▽

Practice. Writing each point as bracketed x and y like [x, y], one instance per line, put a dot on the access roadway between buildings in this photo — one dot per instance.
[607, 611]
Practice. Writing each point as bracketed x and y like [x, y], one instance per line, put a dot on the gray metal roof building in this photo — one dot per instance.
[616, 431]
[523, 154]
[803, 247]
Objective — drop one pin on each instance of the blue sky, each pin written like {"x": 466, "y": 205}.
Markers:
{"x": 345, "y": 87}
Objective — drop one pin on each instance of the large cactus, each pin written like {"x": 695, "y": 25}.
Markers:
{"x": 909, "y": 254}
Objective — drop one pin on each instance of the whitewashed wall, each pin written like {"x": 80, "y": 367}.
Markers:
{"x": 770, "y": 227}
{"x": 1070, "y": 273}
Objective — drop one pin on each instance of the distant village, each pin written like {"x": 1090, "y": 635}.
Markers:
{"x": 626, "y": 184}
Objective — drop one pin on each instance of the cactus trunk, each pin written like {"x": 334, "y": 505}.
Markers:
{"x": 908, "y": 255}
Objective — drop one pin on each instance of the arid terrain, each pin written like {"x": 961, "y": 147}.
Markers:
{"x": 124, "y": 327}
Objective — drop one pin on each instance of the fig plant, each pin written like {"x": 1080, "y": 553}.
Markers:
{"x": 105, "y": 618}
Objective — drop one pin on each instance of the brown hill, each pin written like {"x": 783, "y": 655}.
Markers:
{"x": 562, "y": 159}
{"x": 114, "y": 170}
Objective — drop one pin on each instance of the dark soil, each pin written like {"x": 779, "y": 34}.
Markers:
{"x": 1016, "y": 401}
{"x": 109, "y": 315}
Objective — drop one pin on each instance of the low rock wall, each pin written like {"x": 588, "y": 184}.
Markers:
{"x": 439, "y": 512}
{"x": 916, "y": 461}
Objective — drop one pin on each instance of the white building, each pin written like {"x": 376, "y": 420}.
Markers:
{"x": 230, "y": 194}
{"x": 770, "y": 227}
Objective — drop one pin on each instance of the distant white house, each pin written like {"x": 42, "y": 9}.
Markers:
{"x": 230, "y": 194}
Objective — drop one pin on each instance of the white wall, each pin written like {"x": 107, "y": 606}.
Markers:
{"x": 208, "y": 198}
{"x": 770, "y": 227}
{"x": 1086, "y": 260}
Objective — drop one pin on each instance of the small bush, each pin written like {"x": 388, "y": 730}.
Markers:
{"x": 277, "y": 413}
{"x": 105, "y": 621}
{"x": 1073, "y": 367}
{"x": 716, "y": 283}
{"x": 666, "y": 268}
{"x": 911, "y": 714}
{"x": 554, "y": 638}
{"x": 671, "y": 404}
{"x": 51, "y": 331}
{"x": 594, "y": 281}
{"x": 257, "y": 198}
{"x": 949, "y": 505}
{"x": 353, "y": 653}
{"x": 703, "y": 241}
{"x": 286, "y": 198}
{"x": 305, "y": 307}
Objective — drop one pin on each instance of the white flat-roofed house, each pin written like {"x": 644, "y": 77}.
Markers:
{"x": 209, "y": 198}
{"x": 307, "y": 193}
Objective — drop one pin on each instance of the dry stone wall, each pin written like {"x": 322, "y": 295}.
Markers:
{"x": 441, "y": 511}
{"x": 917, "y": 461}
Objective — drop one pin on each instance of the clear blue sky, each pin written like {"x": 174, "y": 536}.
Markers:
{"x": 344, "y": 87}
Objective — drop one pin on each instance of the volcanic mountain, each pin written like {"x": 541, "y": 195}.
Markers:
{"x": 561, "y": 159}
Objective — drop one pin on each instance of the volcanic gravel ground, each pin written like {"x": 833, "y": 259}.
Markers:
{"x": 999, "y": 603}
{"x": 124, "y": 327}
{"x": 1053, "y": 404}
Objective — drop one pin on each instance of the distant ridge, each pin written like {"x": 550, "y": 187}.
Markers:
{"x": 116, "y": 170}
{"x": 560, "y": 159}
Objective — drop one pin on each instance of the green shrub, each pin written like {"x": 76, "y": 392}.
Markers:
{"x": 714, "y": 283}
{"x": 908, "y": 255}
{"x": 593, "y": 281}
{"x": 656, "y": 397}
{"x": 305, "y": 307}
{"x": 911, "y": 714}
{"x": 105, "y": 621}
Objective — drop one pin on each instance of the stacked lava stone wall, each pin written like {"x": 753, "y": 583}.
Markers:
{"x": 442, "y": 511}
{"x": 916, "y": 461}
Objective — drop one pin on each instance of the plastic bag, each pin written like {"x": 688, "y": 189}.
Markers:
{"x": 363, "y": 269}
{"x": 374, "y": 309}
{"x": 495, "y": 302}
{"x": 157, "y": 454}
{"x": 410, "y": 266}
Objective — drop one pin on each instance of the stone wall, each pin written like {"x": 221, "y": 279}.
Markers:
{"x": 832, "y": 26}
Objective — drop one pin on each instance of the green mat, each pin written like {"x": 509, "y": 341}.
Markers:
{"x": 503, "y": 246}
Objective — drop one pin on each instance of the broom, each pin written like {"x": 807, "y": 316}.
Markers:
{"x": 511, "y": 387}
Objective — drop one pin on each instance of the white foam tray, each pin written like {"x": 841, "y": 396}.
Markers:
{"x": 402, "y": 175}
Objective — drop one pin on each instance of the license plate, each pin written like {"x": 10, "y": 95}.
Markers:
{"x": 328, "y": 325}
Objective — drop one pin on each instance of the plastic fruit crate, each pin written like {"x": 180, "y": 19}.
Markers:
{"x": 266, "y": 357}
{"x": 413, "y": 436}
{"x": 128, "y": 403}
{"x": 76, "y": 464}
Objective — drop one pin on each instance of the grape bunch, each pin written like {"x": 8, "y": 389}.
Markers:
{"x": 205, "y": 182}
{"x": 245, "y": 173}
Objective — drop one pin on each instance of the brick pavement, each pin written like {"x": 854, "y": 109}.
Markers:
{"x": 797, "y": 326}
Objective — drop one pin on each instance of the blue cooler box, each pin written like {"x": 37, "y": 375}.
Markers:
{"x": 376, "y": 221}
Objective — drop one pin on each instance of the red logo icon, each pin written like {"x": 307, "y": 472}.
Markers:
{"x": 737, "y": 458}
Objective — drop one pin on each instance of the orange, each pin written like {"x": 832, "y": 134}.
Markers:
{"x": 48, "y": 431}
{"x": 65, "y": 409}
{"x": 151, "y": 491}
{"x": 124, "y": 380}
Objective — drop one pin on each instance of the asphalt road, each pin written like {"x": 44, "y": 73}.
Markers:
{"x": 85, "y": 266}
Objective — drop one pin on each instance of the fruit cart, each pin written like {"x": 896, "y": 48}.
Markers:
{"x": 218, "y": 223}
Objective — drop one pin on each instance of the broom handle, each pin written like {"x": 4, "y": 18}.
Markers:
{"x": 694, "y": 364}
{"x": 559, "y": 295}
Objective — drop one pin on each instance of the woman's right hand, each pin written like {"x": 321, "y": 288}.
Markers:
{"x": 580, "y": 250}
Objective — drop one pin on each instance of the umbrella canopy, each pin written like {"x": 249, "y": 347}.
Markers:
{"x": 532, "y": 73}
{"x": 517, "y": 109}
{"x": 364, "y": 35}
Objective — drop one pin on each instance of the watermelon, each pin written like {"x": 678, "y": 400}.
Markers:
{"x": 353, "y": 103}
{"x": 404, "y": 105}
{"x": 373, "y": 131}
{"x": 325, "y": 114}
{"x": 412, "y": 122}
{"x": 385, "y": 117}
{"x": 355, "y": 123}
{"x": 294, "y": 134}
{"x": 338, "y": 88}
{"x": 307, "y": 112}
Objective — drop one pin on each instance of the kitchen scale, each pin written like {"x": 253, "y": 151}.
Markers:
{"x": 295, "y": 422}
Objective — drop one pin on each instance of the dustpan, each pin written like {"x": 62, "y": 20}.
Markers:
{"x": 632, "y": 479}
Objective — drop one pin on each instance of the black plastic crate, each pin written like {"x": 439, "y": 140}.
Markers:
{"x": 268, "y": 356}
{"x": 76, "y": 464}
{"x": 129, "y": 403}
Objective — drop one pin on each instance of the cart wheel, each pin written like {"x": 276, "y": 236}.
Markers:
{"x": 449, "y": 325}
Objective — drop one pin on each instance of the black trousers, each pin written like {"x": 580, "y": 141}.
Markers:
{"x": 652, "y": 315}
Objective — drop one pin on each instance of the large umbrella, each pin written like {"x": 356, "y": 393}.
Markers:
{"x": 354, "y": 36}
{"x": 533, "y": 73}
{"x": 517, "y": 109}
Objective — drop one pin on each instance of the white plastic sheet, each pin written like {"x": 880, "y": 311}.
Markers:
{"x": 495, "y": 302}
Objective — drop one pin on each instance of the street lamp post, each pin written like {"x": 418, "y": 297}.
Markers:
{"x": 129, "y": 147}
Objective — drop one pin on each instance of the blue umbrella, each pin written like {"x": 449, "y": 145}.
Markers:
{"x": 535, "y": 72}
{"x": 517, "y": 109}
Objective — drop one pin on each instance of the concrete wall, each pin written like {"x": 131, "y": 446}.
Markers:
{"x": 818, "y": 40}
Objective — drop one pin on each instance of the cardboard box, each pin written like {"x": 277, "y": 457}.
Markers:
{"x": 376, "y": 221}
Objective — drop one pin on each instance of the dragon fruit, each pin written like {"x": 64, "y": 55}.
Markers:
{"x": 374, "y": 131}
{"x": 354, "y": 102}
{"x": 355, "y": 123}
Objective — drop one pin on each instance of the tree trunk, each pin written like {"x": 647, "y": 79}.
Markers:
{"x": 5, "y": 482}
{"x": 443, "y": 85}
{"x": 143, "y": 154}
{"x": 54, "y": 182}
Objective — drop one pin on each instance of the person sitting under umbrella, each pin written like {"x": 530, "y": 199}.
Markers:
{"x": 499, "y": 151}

△

PROMPT
Starting with the line above that holds "the black plastic" and stopping with the line that holds "Objective — drop one pin on each instance of the street", reproduce each line exactly, omitting all other lines.

WRITTEN SOLUTION
Objective — drop one pin on each instance of the black plastic crate, each pin written like {"x": 439, "y": 140}.
Markers:
{"x": 268, "y": 356}
{"x": 76, "y": 464}
{"x": 129, "y": 403}
Objective — drop one pin on each instance of the cart wheel, each pin written like {"x": 276, "y": 236}.
Markers:
{"x": 449, "y": 325}
Objective — drop one pin on each instance of the black trousers, each pin written like {"x": 580, "y": 141}.
Markers:
{"x": 652, "y": 315}
Objective — drop one pin on each instance of the large umbrella, each pin written like {"x": 356, "y": 393}.
Markers:
{"x": 354, "y": 36}
{"x": 533, "y": 73}
{"x": 517, "y": 109}
Objective — drop one pin on each instance of the white plastic sheet, each pin written like {"x": 880, "y": 311}.
Markers:
{"x": 495, "y": 302}
Objective — drop one pin on each instance of the street lamp post, each pin written like {"x": 418, "y": 297}.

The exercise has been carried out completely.